_WHAT THE EXERCISE ASKS:_ Could you render the lines of the data, starting at the line that contains "query (the noun phrase to segment): <item>large" and running to the end of the data, as a JSON list of strings with one string per line and blank lines omitted?

--- DATA RECORDS ---

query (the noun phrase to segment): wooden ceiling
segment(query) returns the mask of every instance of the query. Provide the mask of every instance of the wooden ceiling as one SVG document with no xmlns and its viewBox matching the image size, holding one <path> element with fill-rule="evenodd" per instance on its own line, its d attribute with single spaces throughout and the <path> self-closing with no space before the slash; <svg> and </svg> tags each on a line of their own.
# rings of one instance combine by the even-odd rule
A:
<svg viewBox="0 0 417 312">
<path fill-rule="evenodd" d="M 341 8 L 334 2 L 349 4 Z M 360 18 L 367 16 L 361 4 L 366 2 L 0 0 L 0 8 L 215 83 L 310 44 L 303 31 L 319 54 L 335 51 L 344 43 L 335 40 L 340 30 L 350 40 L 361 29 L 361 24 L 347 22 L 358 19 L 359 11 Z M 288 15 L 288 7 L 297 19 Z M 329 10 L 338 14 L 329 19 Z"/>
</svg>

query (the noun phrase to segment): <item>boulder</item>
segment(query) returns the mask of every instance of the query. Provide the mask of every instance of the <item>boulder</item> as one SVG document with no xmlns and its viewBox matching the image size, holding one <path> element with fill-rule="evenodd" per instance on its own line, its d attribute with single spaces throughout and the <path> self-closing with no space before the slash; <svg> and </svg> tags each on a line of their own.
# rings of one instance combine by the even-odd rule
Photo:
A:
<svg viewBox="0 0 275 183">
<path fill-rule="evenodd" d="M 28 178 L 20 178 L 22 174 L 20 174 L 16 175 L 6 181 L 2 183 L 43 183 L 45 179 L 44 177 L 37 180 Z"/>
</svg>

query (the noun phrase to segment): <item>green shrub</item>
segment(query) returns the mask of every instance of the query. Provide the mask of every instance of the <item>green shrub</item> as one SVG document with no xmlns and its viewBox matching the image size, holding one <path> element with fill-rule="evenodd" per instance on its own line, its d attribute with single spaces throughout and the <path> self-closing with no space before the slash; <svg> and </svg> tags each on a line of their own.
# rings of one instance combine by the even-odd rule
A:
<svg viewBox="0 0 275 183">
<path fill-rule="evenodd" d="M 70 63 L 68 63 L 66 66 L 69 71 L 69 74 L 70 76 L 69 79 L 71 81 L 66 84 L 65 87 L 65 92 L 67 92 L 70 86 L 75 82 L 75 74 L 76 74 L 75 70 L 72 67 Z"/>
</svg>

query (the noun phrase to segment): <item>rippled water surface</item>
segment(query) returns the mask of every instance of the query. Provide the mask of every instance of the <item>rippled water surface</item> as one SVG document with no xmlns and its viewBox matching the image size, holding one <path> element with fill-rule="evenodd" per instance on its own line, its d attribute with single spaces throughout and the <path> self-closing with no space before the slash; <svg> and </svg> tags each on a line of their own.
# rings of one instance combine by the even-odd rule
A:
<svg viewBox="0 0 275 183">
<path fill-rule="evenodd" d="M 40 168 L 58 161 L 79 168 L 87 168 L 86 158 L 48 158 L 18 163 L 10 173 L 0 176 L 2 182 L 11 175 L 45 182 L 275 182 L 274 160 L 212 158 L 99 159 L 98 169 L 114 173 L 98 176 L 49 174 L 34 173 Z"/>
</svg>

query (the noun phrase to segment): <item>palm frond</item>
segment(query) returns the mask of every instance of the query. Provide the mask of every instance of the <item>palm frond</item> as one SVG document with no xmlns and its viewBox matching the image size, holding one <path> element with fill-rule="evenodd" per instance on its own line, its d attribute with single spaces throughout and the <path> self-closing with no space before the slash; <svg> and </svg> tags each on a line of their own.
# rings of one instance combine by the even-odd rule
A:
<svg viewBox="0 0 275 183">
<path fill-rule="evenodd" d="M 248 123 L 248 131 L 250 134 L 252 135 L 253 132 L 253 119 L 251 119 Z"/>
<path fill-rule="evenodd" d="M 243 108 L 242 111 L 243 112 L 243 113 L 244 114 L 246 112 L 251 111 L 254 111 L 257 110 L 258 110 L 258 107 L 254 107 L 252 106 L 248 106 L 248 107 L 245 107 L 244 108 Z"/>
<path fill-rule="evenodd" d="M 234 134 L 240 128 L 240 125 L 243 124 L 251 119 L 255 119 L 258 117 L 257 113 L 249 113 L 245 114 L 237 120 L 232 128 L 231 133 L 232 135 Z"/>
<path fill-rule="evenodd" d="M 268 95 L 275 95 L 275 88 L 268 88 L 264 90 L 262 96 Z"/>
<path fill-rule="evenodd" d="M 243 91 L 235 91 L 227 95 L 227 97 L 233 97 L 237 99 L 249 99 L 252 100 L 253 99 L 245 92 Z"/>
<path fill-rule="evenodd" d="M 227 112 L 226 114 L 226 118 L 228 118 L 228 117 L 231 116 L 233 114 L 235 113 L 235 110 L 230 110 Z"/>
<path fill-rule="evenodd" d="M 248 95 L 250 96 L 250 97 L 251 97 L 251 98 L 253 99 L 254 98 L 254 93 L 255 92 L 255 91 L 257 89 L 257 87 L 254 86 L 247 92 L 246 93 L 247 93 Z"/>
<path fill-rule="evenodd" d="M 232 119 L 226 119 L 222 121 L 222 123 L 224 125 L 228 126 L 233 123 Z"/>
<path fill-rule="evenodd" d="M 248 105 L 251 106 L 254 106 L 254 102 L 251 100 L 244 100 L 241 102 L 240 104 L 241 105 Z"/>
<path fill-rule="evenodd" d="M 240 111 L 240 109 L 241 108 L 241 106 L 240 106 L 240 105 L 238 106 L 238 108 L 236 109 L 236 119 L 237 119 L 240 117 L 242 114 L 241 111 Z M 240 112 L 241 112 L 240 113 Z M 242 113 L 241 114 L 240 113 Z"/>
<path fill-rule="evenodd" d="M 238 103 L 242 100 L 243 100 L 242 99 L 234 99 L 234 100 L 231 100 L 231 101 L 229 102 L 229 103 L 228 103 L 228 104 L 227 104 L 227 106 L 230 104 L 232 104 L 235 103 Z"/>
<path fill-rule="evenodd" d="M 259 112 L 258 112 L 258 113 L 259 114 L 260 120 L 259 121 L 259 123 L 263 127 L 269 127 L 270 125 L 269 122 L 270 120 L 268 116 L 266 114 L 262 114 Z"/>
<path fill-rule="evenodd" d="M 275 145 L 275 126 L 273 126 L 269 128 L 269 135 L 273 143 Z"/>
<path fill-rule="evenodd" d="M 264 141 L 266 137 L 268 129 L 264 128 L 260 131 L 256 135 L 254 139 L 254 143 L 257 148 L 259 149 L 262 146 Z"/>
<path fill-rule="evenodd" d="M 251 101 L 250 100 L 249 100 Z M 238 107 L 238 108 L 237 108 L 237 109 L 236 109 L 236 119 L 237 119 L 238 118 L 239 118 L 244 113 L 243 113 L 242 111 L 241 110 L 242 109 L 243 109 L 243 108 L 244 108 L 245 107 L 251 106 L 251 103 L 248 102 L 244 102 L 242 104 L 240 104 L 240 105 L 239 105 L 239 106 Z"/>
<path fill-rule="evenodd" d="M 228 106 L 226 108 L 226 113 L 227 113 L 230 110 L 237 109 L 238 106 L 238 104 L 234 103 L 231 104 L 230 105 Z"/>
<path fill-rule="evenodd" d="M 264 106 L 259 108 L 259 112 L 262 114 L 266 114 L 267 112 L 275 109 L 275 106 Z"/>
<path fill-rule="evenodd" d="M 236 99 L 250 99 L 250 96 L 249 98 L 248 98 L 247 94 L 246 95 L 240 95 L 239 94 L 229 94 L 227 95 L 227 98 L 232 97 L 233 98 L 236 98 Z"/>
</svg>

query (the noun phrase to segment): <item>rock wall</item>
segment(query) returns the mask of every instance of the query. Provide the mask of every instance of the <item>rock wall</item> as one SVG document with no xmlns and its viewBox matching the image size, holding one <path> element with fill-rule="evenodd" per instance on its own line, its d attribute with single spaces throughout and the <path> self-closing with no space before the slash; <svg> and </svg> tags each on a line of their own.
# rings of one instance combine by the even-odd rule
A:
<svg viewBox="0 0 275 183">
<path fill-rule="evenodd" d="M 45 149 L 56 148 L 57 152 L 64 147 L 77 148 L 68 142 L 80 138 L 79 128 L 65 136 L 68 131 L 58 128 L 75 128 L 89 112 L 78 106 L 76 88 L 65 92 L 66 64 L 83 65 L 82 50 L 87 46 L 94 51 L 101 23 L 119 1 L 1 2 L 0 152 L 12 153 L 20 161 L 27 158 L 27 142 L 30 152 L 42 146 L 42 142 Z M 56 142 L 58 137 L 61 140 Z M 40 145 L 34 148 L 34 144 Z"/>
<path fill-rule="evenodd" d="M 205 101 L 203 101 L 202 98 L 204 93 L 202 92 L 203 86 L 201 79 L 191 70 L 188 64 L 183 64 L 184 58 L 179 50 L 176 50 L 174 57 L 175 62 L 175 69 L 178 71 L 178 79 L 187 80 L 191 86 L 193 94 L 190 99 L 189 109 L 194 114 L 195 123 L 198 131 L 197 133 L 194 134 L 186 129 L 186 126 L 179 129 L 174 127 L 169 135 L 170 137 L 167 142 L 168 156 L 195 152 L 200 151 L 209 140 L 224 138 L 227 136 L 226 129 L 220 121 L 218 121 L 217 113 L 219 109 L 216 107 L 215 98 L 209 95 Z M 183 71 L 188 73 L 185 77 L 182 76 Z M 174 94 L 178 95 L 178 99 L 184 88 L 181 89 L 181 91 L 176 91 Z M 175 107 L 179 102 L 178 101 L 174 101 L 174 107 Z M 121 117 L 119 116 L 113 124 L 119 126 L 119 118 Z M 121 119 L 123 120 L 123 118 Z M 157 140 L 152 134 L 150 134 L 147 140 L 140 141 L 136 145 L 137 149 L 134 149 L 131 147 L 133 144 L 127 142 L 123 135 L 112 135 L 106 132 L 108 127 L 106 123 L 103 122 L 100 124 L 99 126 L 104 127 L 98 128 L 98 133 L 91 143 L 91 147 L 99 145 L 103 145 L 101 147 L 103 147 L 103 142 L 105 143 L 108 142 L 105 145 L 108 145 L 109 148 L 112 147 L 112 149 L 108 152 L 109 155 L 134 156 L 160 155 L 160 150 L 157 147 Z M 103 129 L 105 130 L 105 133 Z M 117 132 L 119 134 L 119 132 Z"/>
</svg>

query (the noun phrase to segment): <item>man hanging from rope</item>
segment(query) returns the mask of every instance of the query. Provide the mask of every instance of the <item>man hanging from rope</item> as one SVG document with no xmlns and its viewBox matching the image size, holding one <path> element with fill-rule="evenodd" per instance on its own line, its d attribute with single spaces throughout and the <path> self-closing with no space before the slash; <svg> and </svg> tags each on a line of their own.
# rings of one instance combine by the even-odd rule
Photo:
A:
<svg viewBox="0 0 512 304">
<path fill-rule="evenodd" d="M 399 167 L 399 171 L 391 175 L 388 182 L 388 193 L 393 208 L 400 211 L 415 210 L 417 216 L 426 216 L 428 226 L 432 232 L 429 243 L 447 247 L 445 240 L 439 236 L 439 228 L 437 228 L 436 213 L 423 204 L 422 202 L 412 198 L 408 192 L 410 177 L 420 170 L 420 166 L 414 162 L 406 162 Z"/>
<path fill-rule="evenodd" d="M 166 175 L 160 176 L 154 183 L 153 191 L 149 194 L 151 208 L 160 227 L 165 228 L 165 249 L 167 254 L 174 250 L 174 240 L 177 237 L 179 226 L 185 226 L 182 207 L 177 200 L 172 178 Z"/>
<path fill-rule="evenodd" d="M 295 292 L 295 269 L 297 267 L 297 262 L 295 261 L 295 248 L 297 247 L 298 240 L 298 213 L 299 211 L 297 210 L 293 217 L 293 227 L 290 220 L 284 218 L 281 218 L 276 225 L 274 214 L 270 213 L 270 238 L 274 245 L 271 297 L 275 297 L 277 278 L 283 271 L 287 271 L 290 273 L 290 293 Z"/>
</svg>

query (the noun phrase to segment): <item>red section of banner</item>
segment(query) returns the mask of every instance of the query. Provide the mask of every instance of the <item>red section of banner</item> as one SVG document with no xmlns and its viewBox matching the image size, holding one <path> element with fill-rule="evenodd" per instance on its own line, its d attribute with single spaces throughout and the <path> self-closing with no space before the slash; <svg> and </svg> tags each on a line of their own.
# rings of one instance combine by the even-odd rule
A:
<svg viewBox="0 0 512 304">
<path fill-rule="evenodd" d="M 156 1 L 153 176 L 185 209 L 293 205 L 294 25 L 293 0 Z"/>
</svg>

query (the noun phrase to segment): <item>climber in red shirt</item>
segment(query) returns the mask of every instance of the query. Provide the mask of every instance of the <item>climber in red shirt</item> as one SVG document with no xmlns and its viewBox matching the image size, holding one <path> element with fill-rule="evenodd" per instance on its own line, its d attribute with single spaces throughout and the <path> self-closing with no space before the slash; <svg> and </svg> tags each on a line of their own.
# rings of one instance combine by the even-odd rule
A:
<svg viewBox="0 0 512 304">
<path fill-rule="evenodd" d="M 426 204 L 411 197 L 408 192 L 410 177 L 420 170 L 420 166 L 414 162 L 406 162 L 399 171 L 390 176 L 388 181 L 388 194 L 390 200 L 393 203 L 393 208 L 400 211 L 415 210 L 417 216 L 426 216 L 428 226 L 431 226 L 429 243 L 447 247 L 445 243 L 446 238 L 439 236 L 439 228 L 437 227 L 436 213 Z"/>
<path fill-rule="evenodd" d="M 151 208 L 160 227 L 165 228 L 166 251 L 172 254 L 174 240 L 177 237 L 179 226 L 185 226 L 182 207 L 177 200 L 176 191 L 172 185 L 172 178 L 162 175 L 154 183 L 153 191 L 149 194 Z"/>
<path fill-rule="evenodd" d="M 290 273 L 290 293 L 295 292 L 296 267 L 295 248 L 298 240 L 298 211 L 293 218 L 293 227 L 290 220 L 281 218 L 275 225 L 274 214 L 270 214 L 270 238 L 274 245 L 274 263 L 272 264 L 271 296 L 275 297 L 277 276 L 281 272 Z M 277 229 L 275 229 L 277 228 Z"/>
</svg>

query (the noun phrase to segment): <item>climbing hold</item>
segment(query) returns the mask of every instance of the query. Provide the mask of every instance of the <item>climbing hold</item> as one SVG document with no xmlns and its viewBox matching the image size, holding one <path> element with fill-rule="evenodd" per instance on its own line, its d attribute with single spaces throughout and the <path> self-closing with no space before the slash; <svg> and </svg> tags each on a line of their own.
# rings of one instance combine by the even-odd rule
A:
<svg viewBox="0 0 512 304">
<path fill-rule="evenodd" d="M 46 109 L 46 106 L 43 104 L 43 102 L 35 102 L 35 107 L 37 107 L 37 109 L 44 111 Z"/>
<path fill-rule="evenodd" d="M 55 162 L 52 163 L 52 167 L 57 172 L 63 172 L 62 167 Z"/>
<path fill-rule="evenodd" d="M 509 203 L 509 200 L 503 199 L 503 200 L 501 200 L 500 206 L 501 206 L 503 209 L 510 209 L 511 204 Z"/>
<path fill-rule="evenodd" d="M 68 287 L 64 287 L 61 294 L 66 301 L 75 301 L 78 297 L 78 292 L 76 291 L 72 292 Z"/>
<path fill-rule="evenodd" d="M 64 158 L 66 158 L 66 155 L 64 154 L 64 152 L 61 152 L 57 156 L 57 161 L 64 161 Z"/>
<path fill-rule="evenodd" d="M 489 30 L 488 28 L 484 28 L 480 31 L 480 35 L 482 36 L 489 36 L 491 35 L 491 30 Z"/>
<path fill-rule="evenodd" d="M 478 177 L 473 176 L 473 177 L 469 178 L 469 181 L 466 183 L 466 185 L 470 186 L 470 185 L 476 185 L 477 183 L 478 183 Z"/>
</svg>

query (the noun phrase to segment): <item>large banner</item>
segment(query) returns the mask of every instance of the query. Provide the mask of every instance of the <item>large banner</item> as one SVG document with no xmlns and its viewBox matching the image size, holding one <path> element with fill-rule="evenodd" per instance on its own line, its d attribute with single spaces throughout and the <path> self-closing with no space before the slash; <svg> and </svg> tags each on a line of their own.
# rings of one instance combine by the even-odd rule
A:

---

_COMPLETE OUTPUT:_
[
  "query (the noun phrase to segment): <item>large banner</item>",
  "segment(query) returns the mask of every instance of the query. Provide the mask of every instance of the <item>large banner</item> as one SVG document with no xmlns and its viewBox matching the image size, holding one <path> element with fill-rule=\"evenodd\" per instance on its own line, its d attribute with single spaces throughout and the <path> self-closing with no space before the slash; <svg> and </svg> tags each on a line of their own.",
  "# rings of one instance combine by the even-odd rule",
  "A:"
]